----- DOCUMENT PASSAGE

As robots and drones are being increasingly used around the world to fight the spread of COVID-19, the Canadian company Draganfly has announced a collaboration to produce so-called "pandemic drones" with the Australian Department of Defense and the University of South Australia, reports Business Insider.
The drones are equipped with cameras and sensors with special health monitoring capabilities, as the company’s video demonstrations show the quadcopters using computer vision systems and collecting information about heart rate, temperature, and respiratory conditions to zoom in on those displaying symptoms of COVID-19, such as sneezing or coughing.
In a statement, Draganfly said that the drones, remotely controlled by operators, would likely be used for venues attracting large crowds, such as cruise ships and conventions.
Draganfly working with the Australian DoD and University of South Australia to deploy special “pandemic drones” that can detect coughing, sneezing, respiratory rate, and even fever from a distance #COVID19Pandemicpic.twitter.com/QgyO7oYrPo— Sana Jamal (@Sana_Jamal) April 2, 2020
With the project boasting an initial budget of $1.5 million, the technology has benefits for use with vulnerable populations, such as nursing home facilities, and could potentially be employed to enhance security around borders or critical infrastructure.

----------
----- RECORDS SHOWN

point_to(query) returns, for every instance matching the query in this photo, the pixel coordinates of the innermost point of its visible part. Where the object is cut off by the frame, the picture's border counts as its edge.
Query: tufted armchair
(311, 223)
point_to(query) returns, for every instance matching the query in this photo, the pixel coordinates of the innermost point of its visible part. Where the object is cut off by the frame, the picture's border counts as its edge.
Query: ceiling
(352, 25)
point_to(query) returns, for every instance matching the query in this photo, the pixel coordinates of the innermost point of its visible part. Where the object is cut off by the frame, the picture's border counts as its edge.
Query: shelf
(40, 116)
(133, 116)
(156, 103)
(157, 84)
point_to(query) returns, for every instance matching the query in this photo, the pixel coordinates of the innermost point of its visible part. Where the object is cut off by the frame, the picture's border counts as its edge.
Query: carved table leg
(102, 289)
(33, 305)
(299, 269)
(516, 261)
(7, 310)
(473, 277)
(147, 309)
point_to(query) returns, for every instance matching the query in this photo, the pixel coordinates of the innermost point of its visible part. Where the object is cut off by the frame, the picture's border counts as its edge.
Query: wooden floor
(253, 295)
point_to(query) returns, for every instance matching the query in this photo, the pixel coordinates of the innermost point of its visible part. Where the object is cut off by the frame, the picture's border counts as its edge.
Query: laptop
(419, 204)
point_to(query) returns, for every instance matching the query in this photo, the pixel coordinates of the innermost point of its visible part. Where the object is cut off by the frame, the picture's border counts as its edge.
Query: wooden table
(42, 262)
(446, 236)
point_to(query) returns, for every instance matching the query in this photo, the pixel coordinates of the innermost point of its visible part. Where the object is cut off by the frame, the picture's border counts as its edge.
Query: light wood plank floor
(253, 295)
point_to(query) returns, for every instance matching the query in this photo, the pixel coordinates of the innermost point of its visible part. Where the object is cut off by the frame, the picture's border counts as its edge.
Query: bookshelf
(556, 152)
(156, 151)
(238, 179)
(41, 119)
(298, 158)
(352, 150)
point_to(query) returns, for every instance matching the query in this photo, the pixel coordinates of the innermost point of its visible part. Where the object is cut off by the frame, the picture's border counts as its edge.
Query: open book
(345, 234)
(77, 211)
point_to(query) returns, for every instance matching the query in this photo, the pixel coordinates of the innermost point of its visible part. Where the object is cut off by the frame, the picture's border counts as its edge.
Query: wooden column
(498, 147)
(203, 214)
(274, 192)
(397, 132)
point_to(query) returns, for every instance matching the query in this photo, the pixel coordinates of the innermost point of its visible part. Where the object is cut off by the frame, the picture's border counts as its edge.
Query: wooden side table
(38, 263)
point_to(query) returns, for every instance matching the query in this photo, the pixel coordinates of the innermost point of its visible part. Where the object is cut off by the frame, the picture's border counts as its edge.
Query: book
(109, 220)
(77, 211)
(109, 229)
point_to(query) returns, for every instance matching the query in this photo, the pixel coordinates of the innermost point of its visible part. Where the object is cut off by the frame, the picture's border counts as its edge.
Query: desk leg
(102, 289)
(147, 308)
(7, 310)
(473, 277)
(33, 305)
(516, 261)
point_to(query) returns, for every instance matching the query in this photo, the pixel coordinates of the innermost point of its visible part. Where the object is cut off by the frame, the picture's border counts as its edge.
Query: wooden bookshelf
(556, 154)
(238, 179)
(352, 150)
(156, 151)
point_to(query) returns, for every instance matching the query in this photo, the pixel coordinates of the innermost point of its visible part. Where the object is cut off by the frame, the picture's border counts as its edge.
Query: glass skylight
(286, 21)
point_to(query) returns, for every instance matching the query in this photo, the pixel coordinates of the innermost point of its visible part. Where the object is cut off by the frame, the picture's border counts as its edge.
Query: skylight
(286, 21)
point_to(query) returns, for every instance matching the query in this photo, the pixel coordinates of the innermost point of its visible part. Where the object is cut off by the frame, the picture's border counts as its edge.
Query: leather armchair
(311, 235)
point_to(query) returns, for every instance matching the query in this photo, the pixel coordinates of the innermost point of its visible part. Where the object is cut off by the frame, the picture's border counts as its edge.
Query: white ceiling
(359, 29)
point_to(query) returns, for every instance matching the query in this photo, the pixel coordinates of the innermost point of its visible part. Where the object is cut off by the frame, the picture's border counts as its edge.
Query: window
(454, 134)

----------

§ **LIST OF TASKS**:
1. Copy the part of the pandemic drones article that opens with the words containing "Draganfly working with" and closes with "or critical infrastructure.".
2. Continue the pandemic drones article from its last sentence.

§ **TASK-BY-TASK RESULTS**:
1.
Draganfly working with the Australian DoD and University of South Australia to deploy special “pandemic drones” that can detect coughing, sneezing, respiratory rate, and even fever from a distance #COVID19Pandemicpic.twitter.com/QgyO7oYrPo— Sana Jamal (@Sana_Jamal) April 2, 2020
With the project boasting an initial budget of $1.5 million, the technology has benefits for use with vulnerable populations, such as nursing home facilities, and could potentially be employed to enhance security around borders or critical infrastructure.

2.
"We had imagined the technology being used in a future relief expedition to some far-away place. Now, shockingly, we see a need for its use in our everyday lives immediately" Dr. Javaan Chahl, defense science and technology chair at the University of South Australia was quoted by the outlet as saying.
In 2013, the Draganflyer was the first drone to save a human life! Years later, we’re still leaders in using drone technology to keep the public safe. We work with partners to identify unknown substances, spills, packages, and chemicals. pic.twitter.com/uiLkZuKjZO— Draganfly Inc. (@DraganflyInc) April 3, 2020
As time is of the essence amid the coronavirus pandemic, which has spread globally, with over 1 789 985 confirmed cases, according to data by the Johns Hopkins University, Draganfly says it is accelerating efforts to begin distribution and secure a supply chain for commercialization as soon as possible.